Stated exercise: In the article about the special needs ministry, how many children did the ministry start with?

* START Reading passage *

Special Joni and Friends conference April 6-7
Nationwide, “90 percent of the families who have special needs individuals in their home do not go to church on Sundays. …. They have given up because they have been to places where they said, ‘we don’t have anybody to help you,’” said Steve Peek, FBC Minister of Legacy Builders who founded the program.
“The sad thing is, there are many churches where if you show up with a special needs child, they will say ‘I’m sorry, we don’t have a place for them,’” he added.
Looking back, “We started our ministries with three children,” Peek said. “Those three were no longer fitting in with the youth ministry … when they moved from children’s to youth ministry, they were being left behind.
“And so their parents came and said, ‘we need a place for our children to feel loved and accepted and have an opportunity to grow and use their gifts,” he added.
“So we started the special needs ministry.”
However, “Most of our kids tend to be very high-functioning,” Peek said.
Now serving “more than 60 families” according to Diane Knudsen, a ministry coordinator, the impact has been far-reaching.

* END Reading passage *
* START Material shown *

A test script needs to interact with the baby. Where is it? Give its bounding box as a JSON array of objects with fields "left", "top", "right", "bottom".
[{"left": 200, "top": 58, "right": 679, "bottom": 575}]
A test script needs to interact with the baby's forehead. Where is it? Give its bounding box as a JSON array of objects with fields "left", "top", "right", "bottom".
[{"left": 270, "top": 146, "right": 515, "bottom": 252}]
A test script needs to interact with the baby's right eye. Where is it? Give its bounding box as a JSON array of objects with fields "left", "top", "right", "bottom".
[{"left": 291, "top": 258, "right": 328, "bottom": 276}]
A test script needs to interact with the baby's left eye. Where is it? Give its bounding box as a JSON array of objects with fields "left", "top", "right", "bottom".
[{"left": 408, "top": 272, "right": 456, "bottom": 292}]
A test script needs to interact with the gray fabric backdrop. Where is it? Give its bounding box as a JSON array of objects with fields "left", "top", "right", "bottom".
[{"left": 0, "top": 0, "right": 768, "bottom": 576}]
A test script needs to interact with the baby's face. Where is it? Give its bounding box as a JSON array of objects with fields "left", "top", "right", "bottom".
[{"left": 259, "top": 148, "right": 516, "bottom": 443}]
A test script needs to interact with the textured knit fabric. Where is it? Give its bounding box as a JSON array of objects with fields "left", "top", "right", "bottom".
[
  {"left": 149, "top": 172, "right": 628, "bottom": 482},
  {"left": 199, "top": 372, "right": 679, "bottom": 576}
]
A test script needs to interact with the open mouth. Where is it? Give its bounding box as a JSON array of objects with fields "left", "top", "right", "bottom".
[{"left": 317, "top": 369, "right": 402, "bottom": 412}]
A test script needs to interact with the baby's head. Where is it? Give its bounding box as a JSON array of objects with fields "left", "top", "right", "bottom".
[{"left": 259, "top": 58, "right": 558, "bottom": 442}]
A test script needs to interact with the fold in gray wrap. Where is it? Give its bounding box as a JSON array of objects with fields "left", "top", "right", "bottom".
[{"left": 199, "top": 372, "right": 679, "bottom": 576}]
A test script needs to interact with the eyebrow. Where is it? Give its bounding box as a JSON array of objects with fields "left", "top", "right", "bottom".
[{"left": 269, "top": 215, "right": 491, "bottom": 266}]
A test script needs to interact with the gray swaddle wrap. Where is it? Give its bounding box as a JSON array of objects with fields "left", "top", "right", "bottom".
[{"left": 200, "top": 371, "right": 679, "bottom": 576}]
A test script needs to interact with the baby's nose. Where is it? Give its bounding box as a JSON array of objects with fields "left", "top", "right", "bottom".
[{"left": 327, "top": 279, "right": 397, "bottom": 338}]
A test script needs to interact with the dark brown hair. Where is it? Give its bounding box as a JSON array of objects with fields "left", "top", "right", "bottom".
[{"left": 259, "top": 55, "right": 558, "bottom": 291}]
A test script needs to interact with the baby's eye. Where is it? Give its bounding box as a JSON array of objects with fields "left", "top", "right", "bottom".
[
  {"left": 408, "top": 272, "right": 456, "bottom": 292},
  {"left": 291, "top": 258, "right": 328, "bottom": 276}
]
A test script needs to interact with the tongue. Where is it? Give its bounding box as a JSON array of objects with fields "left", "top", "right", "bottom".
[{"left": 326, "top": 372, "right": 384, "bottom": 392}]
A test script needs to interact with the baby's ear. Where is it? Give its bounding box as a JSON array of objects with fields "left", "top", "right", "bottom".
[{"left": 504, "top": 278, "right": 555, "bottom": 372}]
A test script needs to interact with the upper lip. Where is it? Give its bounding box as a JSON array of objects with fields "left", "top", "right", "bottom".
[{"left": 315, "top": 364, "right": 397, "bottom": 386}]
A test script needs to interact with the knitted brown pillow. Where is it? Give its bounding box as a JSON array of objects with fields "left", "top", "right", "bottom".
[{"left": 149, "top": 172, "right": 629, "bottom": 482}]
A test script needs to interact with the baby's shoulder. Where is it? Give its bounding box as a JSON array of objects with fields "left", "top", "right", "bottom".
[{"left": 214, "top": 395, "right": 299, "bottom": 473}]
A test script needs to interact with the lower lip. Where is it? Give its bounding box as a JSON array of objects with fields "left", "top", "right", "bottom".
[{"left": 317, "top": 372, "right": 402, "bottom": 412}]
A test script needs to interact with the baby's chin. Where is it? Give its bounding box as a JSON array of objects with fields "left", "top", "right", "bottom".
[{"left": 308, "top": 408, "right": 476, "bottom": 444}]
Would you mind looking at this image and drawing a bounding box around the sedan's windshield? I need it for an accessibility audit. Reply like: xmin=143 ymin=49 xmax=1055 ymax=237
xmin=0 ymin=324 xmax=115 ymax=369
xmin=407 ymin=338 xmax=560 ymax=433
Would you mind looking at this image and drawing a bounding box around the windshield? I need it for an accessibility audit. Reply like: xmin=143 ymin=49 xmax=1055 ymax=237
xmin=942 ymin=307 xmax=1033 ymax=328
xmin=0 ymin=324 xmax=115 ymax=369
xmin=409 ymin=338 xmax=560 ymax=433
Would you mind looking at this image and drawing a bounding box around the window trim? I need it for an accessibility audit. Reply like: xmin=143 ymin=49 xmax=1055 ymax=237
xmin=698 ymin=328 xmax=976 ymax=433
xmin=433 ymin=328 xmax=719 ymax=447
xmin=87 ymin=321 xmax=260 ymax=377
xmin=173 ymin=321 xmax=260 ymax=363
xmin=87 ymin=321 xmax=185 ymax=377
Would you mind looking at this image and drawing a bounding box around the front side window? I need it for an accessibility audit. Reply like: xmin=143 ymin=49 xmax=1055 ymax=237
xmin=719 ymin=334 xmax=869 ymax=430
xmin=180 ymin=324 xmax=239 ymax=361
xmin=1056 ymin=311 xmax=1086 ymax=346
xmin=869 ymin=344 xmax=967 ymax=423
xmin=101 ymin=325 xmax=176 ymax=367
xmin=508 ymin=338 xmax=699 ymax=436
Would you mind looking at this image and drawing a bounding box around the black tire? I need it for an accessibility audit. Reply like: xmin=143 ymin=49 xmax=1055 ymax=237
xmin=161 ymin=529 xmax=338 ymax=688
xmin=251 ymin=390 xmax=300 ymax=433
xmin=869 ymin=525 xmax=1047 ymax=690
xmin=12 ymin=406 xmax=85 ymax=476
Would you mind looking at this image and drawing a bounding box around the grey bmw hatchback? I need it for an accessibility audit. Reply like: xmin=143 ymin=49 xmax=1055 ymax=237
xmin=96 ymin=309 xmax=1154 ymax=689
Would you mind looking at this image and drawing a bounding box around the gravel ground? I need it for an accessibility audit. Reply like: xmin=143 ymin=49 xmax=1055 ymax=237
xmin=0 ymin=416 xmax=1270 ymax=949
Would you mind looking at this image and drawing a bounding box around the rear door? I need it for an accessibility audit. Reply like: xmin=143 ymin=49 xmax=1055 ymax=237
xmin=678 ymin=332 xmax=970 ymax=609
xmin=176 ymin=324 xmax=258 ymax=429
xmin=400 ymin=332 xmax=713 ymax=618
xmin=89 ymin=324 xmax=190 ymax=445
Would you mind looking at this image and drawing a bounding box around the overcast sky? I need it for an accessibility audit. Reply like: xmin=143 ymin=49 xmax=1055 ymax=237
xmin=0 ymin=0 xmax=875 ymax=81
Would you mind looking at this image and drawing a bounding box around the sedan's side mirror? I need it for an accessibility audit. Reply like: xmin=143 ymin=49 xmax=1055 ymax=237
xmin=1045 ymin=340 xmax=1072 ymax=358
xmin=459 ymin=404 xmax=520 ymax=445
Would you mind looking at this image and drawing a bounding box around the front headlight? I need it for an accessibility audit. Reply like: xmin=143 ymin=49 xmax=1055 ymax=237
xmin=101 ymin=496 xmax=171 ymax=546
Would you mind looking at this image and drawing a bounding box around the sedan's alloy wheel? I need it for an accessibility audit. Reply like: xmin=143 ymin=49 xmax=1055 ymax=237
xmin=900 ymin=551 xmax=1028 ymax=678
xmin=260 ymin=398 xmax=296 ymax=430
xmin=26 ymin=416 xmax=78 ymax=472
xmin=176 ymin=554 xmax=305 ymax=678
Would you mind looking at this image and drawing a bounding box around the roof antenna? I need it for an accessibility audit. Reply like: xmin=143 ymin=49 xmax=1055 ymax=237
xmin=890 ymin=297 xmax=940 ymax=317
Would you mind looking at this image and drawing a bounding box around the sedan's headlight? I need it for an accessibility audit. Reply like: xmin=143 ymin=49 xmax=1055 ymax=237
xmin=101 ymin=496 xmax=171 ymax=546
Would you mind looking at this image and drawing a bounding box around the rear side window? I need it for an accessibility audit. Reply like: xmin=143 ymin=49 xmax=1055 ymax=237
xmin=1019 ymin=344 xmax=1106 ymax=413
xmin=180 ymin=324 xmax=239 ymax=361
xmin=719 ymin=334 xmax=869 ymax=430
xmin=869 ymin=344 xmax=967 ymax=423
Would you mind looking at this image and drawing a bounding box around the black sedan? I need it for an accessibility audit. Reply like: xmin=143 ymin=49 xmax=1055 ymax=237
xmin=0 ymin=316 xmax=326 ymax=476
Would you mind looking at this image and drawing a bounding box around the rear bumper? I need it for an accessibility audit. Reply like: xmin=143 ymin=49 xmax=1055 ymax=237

* END Material shown *

Solved exercise: Three children.